- **TESTO DELLA PAGINA**

La figlia dell’uomo che ha compiuto l’attentato a Westminster, ha postato delle foto. In esse appare con un vestito succinto che mette in bella evidenza i suoi seni. Il suo gesto è stato probabilmente una reazione all’azione omicida del padre.
Su questa reazione, di cui si ignorano le reali, profonde motivazioni, sarebbe stato meglio tacere. È stata, invece, ripresa e enfatizzata come gesto di ribellione al fondamentalismo, uno “schiaffo all’Isis”.
Negli stessi giorni, una quattordicenne di famiglia musulmana, originaria di Bangladesh, si è presentata alla sua scuola a Bologna con i capelli tagliati cortissimi. Dietro insistenze dei suoi insegnanti ha indicato come colpevole del taglio sua madre: avrebbe voluto impedirle, in tal modo, di togliere il velo quando usciva di casa. Gli insegnanti hanno chiamato i carabinieri che si sono rivolti al giudice. Costui ha disposto l’allontanamento della ragazza dalla famiglia e il suo affidamento a una struttura protetta.

- **COMPITO 1**
Elenca tutti i luoghi geografici nominati nel testo sulle due ragazze.
- **COMPITO 2**
Riscrivi in forma più breve il paragrafo del testo sulle due ragazze che inizia con "Negli stessi giorni, una quattordicenne", mantenendone i fatti principali.
- **COMPITO 3**
Prosegui il testo sulle due ragazze a partire dalla sua ultima frase.

- **ELENCO VOCI**
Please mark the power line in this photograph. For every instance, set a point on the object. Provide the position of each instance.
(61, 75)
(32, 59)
* * *
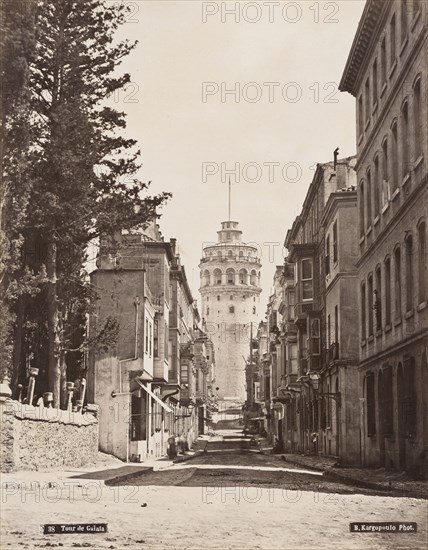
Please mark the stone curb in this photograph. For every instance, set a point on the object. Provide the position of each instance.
* * *
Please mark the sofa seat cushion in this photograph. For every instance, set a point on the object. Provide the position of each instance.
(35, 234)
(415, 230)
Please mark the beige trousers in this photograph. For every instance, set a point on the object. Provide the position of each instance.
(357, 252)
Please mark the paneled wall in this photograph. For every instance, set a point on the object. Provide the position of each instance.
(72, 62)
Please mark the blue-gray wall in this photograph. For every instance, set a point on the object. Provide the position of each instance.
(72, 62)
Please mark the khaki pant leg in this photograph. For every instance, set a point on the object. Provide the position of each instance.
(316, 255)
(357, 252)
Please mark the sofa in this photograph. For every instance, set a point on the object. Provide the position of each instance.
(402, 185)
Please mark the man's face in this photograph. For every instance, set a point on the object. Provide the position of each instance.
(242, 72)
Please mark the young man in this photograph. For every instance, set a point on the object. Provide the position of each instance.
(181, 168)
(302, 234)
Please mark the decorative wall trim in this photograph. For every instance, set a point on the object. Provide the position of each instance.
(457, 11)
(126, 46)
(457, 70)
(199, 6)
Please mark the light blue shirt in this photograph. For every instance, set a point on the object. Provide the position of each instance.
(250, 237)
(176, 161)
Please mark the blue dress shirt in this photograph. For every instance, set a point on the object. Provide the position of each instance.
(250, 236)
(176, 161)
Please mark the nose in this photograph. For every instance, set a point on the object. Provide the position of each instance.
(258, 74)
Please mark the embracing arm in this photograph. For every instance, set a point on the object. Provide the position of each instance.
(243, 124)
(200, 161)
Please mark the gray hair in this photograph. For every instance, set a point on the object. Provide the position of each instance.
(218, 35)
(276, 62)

- **RISPOSTA 1**
Westminster, Bangladesh, Bologna

- **RISPOSTA 2**
Negli stessi giorni una quattordicenne di famiglia musulmana, originaria del Bangladesh, è arrivata a scuola a Bologna con i capelli cortissimi. Su insistenza degli insegnanti ha detto che a tagliarli era stata la madre, per impedirle di togliere il velo fuori casa. Gli insegnanti hanno chiamato i carabinieri, che si sono rivolti al giudice. Il giudice ha disposto che la ragazza fosse allontanata dalla famiglia e affidata a una struttura protetta.

- **RISPOSTA 3**
L’autorità giudiziaria dovrebbe tener conto dei rischi che si corrono quando, chiamata a difendere i diritti di minorenni, decide, senza una valutazione adeguata e sulla spinta dello stato emotivo del momento, di decretare una rottura che potrebbe essere, a vantaggio di tutti, riparabile. In particolare quando si tratta di conflitti tra un’adolescente e la propria madre che, a prescindere dal contesto culturale, non sono semplici da dirimere. È più ragionevole sostenere la coppia dei litiganti nel gestirli in modo più appropriato.
In mezzo a questi due fatti, ha creato perplessità la nuova divisa delle hostess di Alitalia, considerata castigata e inelegante. I sindacati hanno preferito insistere sul materiale sintetico, infiammabile: la carta della sicurezza (peraltro sacrosanta) è più facilmente spendibile. Il problema più importante (che un tessuto più sicuro, che deve essere usato, non risolverebbe) non è quello estetico (che pure non è poca cosa), ma il fatto che le hostess sono vestite e pettinate in modo da sembrare donne arabe “moderate”: né molto scoperte, né molto coperte. I padroni di Alitalia sono arabi oligarchi, omogenei al potere finanziario che sta globalizzando la nostra esistenza. Non crea scandalo il loro tentativo di omologare l’immagine della donna a un prototipo costruito a tavolino (non ha importanza se casto o disinibito, di questa cultura o di quell’altra).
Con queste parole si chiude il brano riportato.